— Aufgabe —
Alle Zeilen der folgenden Daten finden, die die Zeichenkette „dirt“ enthalten, und diese unverändert ausgeben. Groß- und Kleinschreibung ist dabei zu beachten.

— Zu verarbeitende Daten —
────────────────────
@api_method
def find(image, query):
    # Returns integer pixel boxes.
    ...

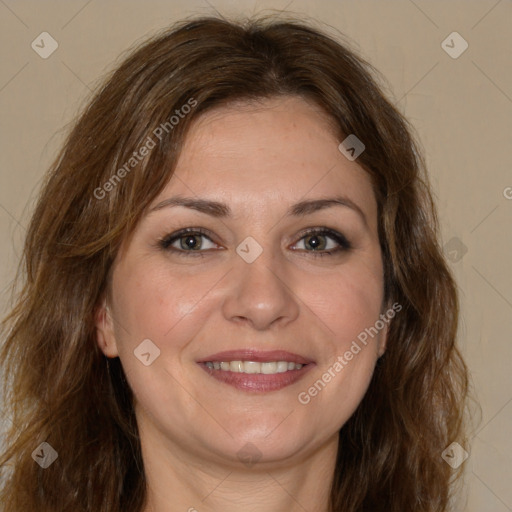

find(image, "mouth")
[197,350,315,392]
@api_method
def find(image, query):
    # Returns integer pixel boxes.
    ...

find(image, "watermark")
[441,32,469,59]
[297,302,402,405]
[338,133,366,162]
[236,443,263,468]
[93,98,197,201]
[30,32,59,59]
[443,236,468,263]
[32,442,59,469]
[441,442,469,469]
[133,338,160,366]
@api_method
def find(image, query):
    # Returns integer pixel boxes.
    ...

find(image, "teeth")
[205,361,304,375]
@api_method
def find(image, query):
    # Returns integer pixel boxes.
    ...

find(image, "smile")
[204,361,304,375]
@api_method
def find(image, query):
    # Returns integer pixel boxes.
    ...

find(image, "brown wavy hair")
[0,12,468,512]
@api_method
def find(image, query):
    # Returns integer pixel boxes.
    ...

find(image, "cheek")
[300,264,384,353]
[113,261,222,351]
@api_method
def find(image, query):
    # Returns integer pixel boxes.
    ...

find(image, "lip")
[197,349,316,393]
[197,349,314,365]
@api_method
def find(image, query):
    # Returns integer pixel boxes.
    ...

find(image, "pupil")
[309,235,322,249]
[185,235,198,249]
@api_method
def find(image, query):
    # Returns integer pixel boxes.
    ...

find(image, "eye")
[158,228,218,256]
[296,228,351,256]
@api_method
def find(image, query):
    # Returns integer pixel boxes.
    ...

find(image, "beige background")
[0,0,512,512]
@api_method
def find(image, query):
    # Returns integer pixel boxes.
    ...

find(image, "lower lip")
[199,363,315,392]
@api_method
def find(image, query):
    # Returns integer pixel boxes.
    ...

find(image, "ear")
[377,323,388,357]
[94,297,119,358]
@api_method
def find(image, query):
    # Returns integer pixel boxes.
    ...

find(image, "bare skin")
[97,98,386,512]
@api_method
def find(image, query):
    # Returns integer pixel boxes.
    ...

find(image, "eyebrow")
[150,196,368,226]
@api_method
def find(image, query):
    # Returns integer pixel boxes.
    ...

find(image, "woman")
[1,14,467,512]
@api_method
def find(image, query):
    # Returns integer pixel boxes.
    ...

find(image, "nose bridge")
[223,237,299,330]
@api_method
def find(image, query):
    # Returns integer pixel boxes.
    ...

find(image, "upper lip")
[197,349,314,364]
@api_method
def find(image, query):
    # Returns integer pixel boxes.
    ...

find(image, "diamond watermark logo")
[133,339,160,366]
[443,236,468,263]
[441,442,469,469]
[236,236,263,263]
[32,442,59,469]
[338,133,366,162]
[441,32,469,59]
[30,32,59,59]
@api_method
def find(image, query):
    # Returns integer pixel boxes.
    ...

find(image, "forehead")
[155,97,376,230]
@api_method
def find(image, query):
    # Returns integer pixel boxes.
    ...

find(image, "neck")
[141,422,338,512]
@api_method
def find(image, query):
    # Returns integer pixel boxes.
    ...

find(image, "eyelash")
[158,228,352,257]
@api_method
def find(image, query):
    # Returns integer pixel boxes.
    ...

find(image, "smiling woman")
[0,11,467,512]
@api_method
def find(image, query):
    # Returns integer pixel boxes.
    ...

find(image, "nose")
[222,250,300,331]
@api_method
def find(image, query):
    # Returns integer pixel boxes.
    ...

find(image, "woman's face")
[97,98,386,463]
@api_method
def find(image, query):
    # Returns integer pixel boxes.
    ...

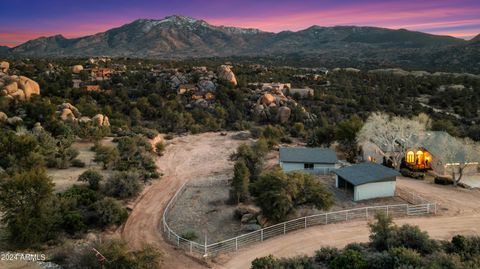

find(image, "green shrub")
[93,197,128,227]
[62,211,87,234]
[315,247,340,264]
[250,255,279,269]
[329,249,368,269]
[72,159,85,168]
[155,141,165,156]
[104,171,142,199]
[180,230,198,241]
[78,169,103,190]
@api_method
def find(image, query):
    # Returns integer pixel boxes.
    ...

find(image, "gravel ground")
[167,175,406,244]
[168,175,242,244]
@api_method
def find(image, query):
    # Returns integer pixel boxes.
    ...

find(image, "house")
[283,87,314,98]
[90,67,113,80]
[85,85,102,92]
[334,162,400,201]
[403,131,480,175]
[361,131,480,175]
[280,147,340,174]
[72,79,83,89]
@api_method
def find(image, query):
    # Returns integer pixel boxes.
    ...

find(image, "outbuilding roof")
[334,162,400,186]
[280,148,338,164]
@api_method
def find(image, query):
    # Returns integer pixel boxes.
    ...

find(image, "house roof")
[334,162,400,186]
[280,148,338,164]
[414,131,480,163]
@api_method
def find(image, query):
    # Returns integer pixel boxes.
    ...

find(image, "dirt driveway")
[122,133,242,269]
[216,178,480,269]
[122,130,480,269]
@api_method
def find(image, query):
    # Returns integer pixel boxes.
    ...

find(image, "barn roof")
[280,148,338,164]
[334,162,400,186]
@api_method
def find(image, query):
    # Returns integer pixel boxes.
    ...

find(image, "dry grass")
[47,137,115,192]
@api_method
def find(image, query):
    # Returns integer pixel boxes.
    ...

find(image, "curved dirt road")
[122,133,242,269]
[216,178,480,269]
[122,133,480,269]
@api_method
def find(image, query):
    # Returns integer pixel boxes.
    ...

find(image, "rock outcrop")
[32,122,44,134]
[57,103,82,121]
[72,64,83,74]
[0,73,40,101]
[217,65,237,86]
[197,80,216,92]
[277,106,292,123]
[92,114,110,127]
[7,116,23,126]
[0,61,10,73]
[260,93,276,106]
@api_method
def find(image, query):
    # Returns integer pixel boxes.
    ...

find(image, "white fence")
[163,184,437,256]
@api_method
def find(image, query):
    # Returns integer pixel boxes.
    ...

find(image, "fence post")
[204,234,208,257]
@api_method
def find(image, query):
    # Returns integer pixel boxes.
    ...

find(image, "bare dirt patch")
[167,174,243,244]
[215,177,480,269]
[47,137,114,192]
[121,133,245,269]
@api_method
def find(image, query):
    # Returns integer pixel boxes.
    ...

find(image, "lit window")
[303,163,313,169]
[407,151,415,163]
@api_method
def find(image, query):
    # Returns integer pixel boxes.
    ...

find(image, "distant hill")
[11,16,478,69]
[0,46,10,55]
[470,34,480,44]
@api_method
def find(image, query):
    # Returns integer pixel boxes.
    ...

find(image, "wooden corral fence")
[162,184,437,257]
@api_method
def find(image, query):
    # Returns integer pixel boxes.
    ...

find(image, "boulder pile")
[57,103,82,121]
[0,72,40,101]
[0,111,23,126]
[217,65,237,86]
[0,61,10,73]
[57,103,110,127]
[72,64,83,74]
[234,204,267,232]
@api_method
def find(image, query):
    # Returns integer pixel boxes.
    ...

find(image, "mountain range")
[3,16,480,71]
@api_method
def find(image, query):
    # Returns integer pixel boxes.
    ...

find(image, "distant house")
[85,85,102,92]
[283,87,314,98]
[334,163,400,201]
[72,79,83,89]
[280,148,340,174]
[90,67,113,80]
[362,131,480,175]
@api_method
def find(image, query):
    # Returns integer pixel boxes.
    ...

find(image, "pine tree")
[230,159,250,204]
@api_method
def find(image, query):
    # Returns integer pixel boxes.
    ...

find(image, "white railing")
[163,184,437,256]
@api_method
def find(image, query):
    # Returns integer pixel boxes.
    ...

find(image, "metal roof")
[334,162,400,186]
[280,148,338,164]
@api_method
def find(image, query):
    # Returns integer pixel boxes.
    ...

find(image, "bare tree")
[357,112,425,170]
[437,136,480,186]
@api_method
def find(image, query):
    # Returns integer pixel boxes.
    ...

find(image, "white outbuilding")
[334,162,400,201]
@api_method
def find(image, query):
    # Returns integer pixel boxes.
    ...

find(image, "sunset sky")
[0,0,480,46]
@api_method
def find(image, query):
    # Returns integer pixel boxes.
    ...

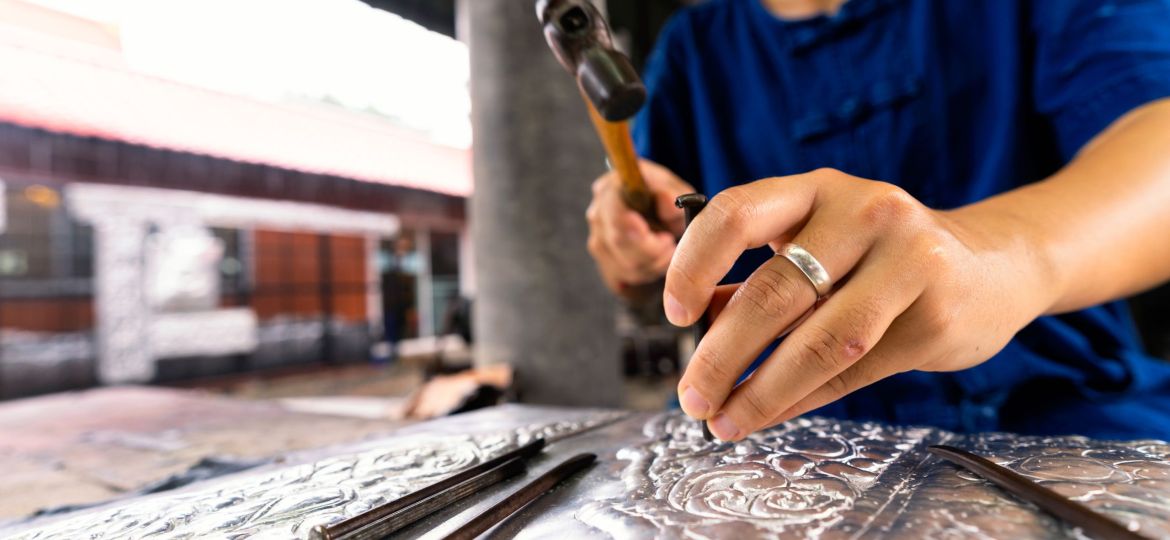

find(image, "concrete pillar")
[457,0,622,407]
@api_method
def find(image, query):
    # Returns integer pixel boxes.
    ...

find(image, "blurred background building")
[0,0,474,397]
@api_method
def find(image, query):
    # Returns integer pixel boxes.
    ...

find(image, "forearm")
[951,99,1170,313]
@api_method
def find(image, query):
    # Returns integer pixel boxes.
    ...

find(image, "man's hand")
[585,160,694,295]
[663,169,1054,441]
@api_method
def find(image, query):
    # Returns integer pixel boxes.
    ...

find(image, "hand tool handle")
[585,97,668,230]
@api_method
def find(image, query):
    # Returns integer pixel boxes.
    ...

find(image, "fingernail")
[709,415,739,441]
[679,387,711,418]
[662,292,687,326]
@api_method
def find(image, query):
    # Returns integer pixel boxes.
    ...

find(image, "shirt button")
[837,97,861,119]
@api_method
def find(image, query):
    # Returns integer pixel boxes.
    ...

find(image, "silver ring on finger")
[776,242,833,296]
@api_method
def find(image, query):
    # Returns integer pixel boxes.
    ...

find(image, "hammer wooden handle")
────────────────────
— Lösung —
find(image, "dirt driveway")
find(image, "curved dirt road")
find(image, "bare dirt patch")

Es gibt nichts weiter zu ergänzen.